Your task
Reproduce the data below word for word, omitting the pictures.

Entries drawn from a collection
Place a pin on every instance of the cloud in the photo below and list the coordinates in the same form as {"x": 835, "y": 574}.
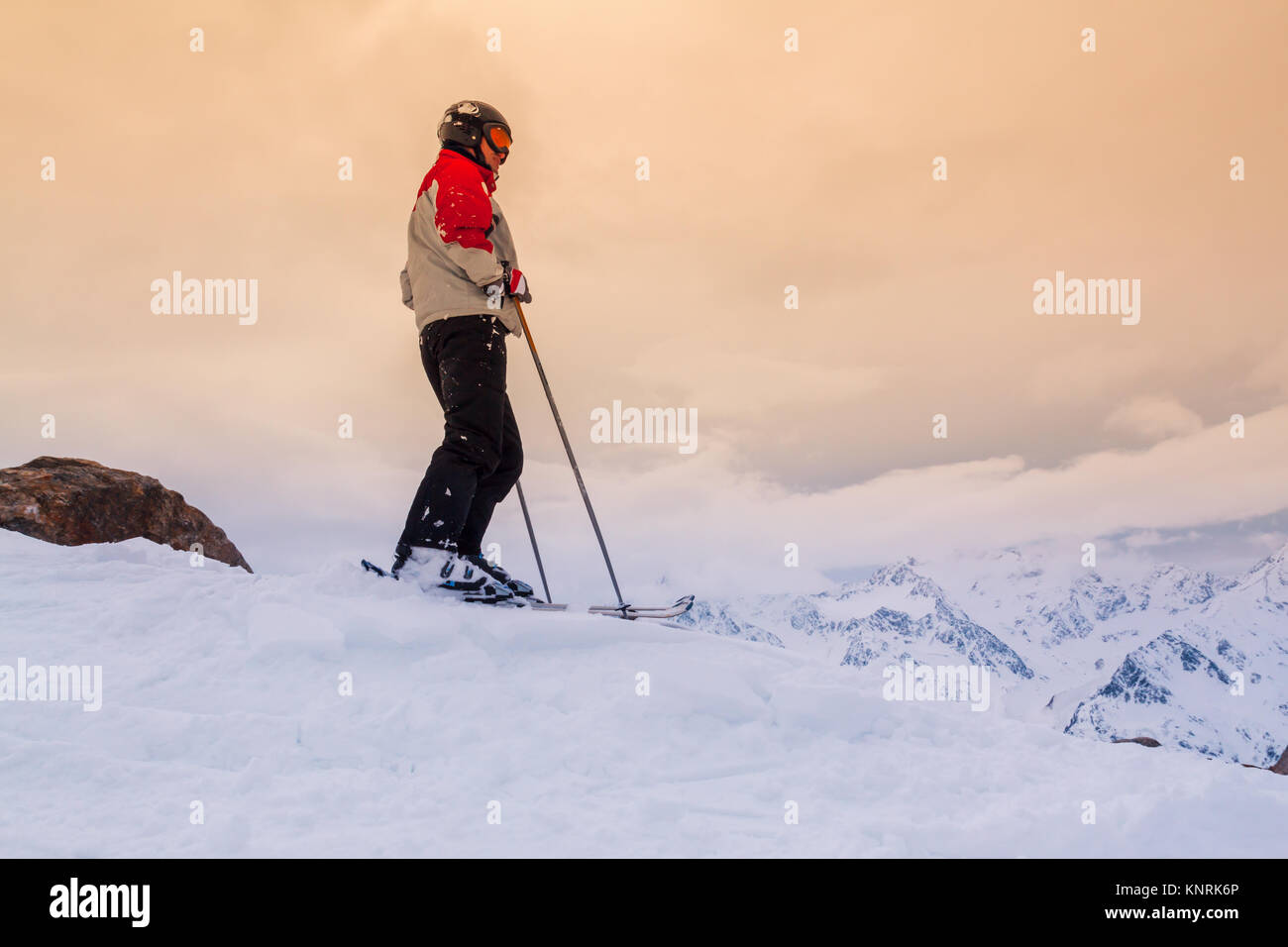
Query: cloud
{"x": 1153, "y": 418}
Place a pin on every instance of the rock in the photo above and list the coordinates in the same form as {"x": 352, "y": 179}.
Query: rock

Exercise output
Place a pin on every instance of the cloud in the photo below and list the coordinates in the same form as {"x": 835, "y": 574}.
Query: cloud
{"x": 1153, "y": 418}
Place a pin on every instance of the rock in the photo above and list the coordinates in the same form as {"x": 352, "y": 179}.
Query: rock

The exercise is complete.